## Stated exercise
Give every line below again, exactly.

==*==

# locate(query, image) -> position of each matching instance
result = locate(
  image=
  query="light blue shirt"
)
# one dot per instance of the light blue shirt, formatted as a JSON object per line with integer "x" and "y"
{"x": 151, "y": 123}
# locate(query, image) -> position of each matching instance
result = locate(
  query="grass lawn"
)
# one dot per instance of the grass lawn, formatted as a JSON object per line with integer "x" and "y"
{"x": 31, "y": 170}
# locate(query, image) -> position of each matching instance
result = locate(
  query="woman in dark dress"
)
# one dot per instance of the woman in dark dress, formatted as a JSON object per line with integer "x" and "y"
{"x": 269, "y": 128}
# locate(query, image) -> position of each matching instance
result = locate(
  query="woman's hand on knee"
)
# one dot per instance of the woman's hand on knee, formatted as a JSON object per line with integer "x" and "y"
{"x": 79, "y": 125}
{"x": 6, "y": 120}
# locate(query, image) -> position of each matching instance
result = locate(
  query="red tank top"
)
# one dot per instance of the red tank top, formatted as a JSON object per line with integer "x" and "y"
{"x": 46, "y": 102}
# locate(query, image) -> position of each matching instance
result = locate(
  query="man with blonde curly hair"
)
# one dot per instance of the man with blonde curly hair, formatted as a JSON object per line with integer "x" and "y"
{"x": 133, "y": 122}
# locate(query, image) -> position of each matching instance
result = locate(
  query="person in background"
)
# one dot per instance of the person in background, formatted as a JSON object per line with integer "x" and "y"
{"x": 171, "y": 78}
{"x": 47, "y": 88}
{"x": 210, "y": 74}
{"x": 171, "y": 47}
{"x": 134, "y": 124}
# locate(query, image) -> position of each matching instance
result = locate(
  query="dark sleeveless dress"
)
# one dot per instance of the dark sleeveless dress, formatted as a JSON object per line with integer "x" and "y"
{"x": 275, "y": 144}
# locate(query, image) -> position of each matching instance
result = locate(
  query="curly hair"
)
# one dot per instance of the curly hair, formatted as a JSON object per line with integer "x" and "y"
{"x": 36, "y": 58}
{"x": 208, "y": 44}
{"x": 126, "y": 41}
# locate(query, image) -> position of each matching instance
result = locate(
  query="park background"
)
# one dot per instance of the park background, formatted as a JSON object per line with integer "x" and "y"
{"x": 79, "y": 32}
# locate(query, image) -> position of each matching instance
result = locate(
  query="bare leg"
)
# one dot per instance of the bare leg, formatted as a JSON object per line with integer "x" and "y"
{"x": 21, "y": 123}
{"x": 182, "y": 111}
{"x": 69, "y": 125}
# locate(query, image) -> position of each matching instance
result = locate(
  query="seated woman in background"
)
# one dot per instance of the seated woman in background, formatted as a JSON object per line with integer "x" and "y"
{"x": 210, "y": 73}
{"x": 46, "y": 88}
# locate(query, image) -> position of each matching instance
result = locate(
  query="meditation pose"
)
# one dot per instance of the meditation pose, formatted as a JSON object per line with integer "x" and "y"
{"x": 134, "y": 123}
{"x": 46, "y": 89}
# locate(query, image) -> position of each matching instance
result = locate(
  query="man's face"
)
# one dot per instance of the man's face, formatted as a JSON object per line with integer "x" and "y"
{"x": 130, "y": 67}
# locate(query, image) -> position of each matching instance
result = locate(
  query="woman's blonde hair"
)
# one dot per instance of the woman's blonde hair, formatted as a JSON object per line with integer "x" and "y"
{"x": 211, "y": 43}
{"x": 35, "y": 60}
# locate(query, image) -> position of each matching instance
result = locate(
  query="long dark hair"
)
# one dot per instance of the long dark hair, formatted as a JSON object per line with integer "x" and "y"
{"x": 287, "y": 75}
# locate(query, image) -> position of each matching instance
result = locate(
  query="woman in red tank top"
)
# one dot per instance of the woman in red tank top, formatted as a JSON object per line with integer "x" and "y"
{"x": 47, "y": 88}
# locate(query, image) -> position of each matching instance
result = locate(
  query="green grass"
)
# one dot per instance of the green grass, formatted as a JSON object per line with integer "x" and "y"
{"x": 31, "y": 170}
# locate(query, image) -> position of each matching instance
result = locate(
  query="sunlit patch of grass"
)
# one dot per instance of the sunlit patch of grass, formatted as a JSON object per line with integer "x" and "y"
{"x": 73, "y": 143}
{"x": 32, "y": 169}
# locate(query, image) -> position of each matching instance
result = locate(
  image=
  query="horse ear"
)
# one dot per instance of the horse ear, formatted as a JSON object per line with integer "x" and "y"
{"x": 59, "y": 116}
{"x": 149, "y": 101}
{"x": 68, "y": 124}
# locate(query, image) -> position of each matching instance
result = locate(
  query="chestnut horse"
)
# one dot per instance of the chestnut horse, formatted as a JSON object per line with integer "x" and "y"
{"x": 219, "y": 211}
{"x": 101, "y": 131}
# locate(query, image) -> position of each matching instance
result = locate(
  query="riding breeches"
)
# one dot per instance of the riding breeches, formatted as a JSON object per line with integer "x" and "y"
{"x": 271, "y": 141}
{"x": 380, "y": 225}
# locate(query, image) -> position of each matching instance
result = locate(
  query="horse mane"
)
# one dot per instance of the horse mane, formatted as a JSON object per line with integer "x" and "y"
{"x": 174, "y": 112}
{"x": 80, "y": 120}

==*==

## Solution to the exercise
# locate(query, image) -> position of each matching instance
result = locate(
  image=
  query="light blue shirt"
)
# one dot per instance of the light blue shirt, formatted as a JSON object per line with integer "x" and "y"
{"x": 151, "y": 123}
# locate(query, image) -> position of each matching instance
result = locate(
  query="grass lawn"
)
# one dot per instance of the grass lawn, formatted as a JSON object per line with integer "x" and "y"
{"x": 31, "y": 170}
# locate(query, image) -> position of each matching instance
result = locate(
  query="woman in dark dress"
)
# one dot per instance of the woman in dark dress, formatted as a JSON object per line with integer "x" and "y"
{"x": 269, "y": 128}
# locate(query, image) -> position of each matching instance
result = locate(
  query="woman's hand on knee"
)
# one dot per instance of the woman's hand on knee, formatted as a JSON object per line with integer "x" and "y"
{"x": 79, "y": 125}
{"x": 6, "y": 120}
# locate(query, image) -> position of each matching instance
result = locate(
  query="red tank top"
)
# one dot per instance of the red tank top, formatted as a JSON object per line with integer "x" and "y"
{"x": 46, "y": 102}
# locate(query, image) -> position of each matching instance
result = locate(
  query="man with blonde curly hair"
)
# one dot per instance of the man with blonde curly hair, formatted as a JSON object per line with integer "x" and "y"
{"x": 133, "y": 122}
# locate(query, image) -> position of each matching instance
result = locate(
  query="person in background"
)
# one dot per instance of the person in background, formatted as a JSON object per line with integer "x" and "y"
{"x": 171, "y": 78}
{"x": 47, "y": 88}
{"x": 210, "y": 74}
{"x": 171, "y": 47}
{"x": 134, "y": 124}
# locate(query, image) -> position of each matching instance
result = locate(
  query="dark sleeveless dress"
)
# one dot per instance of the dark sleeveless dress, formatted as a JSON object per line with integer "x" and "y"
{"x": 275, "y": 144}
# locate(query, image) -> position of each matching instance
result = locate(
  query="curly hair"
)
# one dot per instance of the curly hair, formatted as a JSON object per line with integer "x" and "y"
{"x": 36, "y": 58}
{"x": 208, "y": 44}
{"x": 126, "y": 41}
# locate(query, image) -> position of each matching instance
result = locate(
  query="park background"
)
# one dot per instance of the park background, formatted as a JSON object per line with integer "x" and "y"
{"x": 79, "y": 32}
# locate(query, image) -> position of each matching instance
result = locate(
  query="bare leg"
)
# one dot per instance of the bare leg, formatted as a JSON object per line with integer "x" and "y"
{"x": 21, "y": 123}
{"x": 182, "y": 111}
{"x": 69, "y": 125}
# locate(query, image) -> position of each matching instance
result = locate(
  query="seated woman in background"
)
# one dot per instance of the seated woman in background, formatted as a JSON object per line with integer "x" and "y"
{"x": 210, "y": 73}
{"x": 46, "y": 88}
# locate(query, image) -> position of each matching instance
result = locate(
  query="meditation pose"
)
# one dot per instance of the meditation pose, formatted as a JSON object per line with integer "x" and "y"
{"x": 134, "y": 123}
{"x": 46, "y": 89}
# locate(query, image) -> position of each matching instance
result = locate(
  query="man's face"
)
# one dot per instance of the man's face, formatted as a JSON object per line with integer "x" and "y"
{"x": 130, "y": 67}
# locate(query, image) -> position of each matching instance
result = locate(
  query="woman's blonde hair"
)
# one dot per instance of the woman's blonde hair, formatted as a JSON object per line with integer "x" and "y"
{"x": 211, "y": 43}
{"x": 35, "y": 60}
# locate(query, image) -> position of each matching instance
result = locate(
  query="long dark hair"
)
# one dot per instance of the long dark hair, formatted as a JSON object per line with integer "x" and "y"
{"x": 287, "y": 75}
# locate(query, image) -> position of each matching instance
result = locate(
  query="woman in red tank top"
)
# one dot per instance of the woman in red tank top, formatted as a JSON object per line with integer "x" and "y"
{"x": 47, "y": 88}
# locate(query, image) -> position of each matching instance
result = locate(
  query="green grass"
)
# one dot per instance of the green grass, formatted as a JSON object per line with integer "x" and "y"
{"x": 31, "y": 170}
# locate(query, image) -> position of each matching instance
result = locate(
  query="sunlit patch of grass"
)
# one dot per instance of the sunlit patch of grass, formatted as a JSON object per line with integer "x" and "y"
{"x": 73, "y": 143}
{"x": 32, "y": 169}
# locate(query, image) -> position of each matching instance
result = locate(
  image=
  query="horse ear"
)
# one dot per instance of the horse ear, formatted as a JSON object per line with integer "x" and "y"
{"x": 59, "y": 116}
{"x": 149, "y": 101}
{"x": 68, "y": 124}
# locate(query, image) -> position of each matching instance
result = locate(
  query="chestnut horse"
)
# one dot per instance of the chestnut horse, formatted as a JSON object per line with integer "x" and "y"
{"x": 219, "y": 211}
{"x": 101, "y": 131}
# locate(query, image) -> position of each matching instance
result = locate(
  query="riding breeches"
)
# one dot per instance of the riding breeches, formatted as a JSON object per line with integer "x" and "y"
{"x": 271, "y": 141}
{"x": 380, "y": 225}
# locate(query, image) -> position of each matching instance
result = locate(
  query="horse mane"
)
# one dot per instance of the horse mane, formatted as a JSON object per line with integer "x" and "y"
{"x": 174, "y": 112}
{"x": 80, "y": 120}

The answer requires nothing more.